*EXERCISE BRIEF*: Rewrite the listing lines beginning with the line that contains "Q: Put a point on each instance of the statue's hand" and running through the line that contains "x=101 y=107", changing every "hand" to "arm" and leaving everything else as it is.
--- begin DATA SECTION ---
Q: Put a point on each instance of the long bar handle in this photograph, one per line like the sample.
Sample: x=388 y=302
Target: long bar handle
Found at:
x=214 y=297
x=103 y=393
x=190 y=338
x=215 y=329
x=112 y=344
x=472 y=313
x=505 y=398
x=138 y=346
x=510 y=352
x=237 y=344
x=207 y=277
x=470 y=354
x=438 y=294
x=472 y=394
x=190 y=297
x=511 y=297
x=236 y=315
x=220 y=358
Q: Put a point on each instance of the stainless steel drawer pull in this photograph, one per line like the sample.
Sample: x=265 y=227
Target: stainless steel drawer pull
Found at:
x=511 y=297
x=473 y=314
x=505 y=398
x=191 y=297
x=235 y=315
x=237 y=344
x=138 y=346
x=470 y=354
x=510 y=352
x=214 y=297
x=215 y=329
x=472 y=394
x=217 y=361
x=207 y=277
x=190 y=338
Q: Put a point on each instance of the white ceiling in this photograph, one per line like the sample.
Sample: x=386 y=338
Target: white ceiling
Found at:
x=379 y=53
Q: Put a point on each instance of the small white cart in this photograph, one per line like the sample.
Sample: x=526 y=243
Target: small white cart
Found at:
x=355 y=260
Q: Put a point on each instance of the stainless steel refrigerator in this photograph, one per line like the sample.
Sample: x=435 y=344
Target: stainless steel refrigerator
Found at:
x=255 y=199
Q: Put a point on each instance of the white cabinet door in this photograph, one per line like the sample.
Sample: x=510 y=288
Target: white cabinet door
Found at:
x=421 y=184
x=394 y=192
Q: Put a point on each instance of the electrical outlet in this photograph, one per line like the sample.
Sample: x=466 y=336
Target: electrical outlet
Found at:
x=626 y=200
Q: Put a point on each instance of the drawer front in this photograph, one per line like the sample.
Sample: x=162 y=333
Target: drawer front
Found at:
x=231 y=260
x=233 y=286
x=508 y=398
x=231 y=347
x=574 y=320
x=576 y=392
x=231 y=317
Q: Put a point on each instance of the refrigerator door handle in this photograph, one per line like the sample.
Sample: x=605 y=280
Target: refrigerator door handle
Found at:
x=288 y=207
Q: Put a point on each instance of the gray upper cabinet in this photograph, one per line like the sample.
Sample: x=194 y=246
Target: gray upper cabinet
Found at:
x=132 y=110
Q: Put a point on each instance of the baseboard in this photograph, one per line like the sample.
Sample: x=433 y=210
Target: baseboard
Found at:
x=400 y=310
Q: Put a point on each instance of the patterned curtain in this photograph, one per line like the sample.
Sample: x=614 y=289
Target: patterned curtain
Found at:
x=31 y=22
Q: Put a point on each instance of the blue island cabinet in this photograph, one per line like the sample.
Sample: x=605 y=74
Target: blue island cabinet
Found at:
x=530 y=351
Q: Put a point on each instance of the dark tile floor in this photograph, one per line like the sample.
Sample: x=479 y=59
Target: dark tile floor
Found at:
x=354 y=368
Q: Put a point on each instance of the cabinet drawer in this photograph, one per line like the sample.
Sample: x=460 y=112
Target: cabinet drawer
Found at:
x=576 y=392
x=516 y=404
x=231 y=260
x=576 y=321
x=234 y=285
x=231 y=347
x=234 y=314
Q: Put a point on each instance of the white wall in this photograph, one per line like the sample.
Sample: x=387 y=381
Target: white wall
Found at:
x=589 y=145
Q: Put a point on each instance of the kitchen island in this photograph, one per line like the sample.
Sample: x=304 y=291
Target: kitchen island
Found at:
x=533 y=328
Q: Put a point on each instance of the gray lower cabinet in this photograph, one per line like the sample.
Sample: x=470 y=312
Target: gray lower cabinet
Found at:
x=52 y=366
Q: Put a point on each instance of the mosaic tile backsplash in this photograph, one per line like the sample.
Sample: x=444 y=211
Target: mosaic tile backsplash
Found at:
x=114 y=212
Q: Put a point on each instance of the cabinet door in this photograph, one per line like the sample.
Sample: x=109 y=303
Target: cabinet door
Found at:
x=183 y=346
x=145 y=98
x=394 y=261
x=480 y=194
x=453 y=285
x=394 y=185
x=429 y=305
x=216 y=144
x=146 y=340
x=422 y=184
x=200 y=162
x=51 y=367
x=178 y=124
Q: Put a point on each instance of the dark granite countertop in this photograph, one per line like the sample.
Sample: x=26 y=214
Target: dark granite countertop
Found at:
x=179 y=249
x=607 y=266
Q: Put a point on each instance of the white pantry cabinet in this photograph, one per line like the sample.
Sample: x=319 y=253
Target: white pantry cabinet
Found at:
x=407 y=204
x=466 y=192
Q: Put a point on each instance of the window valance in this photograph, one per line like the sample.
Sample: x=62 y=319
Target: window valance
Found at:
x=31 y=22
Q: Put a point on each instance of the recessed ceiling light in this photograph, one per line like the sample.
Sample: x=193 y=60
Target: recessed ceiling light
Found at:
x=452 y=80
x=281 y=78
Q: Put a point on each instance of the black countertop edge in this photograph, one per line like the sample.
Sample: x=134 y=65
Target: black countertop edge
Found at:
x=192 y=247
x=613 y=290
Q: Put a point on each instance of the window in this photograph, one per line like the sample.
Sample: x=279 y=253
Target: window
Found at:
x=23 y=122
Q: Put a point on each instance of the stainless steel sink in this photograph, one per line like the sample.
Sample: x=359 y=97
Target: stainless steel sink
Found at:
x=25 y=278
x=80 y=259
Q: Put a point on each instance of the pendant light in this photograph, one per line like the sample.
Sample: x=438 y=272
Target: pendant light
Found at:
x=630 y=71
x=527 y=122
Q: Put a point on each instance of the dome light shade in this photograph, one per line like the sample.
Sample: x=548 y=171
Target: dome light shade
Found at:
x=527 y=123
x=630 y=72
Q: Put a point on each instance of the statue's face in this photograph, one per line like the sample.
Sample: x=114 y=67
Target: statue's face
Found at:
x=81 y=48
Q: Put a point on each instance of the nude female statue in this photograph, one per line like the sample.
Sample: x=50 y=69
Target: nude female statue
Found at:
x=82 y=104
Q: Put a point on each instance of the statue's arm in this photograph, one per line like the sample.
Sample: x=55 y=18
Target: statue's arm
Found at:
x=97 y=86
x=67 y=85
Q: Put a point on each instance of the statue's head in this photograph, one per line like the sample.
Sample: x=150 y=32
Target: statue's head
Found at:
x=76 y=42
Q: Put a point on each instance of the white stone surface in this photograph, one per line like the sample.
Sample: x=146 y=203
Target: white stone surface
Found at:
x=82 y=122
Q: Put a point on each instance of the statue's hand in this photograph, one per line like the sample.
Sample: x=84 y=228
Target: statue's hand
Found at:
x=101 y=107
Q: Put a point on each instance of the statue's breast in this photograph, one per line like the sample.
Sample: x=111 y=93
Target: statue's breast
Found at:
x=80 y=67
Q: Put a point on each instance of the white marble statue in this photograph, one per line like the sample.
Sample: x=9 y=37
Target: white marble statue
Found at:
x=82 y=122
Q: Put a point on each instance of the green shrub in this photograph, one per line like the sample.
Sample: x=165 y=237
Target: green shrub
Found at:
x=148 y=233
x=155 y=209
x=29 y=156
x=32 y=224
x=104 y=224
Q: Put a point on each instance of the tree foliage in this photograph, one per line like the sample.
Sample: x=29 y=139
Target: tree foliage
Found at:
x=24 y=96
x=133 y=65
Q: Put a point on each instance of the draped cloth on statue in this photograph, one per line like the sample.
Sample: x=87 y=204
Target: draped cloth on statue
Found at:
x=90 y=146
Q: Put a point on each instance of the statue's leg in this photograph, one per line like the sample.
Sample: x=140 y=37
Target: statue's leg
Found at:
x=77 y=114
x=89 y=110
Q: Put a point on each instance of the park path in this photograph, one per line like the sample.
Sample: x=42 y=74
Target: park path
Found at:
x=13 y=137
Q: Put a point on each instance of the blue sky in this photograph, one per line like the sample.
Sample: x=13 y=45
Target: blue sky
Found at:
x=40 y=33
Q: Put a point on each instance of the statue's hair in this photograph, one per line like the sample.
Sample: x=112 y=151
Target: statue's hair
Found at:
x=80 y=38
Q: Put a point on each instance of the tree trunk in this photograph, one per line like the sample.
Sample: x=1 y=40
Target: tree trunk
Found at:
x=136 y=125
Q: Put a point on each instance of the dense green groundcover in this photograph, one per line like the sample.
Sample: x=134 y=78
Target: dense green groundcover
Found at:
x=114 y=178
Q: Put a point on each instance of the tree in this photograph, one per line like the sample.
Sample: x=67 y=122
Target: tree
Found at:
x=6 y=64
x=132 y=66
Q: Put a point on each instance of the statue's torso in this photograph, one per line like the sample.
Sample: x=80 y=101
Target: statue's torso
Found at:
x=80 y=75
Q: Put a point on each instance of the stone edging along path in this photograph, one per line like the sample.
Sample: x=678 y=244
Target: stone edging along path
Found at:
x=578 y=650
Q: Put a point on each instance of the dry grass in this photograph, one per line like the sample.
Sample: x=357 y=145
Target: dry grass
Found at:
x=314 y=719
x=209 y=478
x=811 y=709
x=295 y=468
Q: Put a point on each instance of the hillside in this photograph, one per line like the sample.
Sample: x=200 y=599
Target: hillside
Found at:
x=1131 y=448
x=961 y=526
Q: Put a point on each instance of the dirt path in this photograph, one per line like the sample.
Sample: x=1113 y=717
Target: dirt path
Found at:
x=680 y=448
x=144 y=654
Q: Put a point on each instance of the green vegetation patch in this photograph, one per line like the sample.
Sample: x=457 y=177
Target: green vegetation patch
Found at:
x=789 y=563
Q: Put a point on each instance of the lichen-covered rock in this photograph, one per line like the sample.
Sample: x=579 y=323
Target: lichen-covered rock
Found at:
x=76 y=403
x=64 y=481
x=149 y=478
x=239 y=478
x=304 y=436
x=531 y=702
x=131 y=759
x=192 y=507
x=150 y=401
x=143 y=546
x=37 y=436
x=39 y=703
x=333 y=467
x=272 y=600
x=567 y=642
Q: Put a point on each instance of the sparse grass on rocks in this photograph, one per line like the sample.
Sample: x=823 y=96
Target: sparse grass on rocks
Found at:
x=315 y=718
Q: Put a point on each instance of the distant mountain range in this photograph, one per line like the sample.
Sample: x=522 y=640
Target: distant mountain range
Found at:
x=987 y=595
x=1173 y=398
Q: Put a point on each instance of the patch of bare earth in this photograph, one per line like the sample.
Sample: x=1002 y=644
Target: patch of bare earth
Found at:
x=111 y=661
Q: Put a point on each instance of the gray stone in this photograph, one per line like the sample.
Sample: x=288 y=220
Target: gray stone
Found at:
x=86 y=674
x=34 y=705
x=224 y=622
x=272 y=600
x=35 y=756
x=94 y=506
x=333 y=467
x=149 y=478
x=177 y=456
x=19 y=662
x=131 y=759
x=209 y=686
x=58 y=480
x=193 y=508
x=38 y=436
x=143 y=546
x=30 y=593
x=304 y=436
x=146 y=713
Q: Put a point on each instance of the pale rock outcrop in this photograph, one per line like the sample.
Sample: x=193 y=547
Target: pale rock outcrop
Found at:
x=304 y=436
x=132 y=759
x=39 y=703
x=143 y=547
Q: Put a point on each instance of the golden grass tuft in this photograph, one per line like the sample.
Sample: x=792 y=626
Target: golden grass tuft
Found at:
--- end DATA SECTION ---
*THE OUTPUT*:
Q: Put a point on each instance of the statue's arm in this photograph, one per line like the sample.
Sample: x=84 y=228
Target: statue's arm
Found at:
x=101 y=107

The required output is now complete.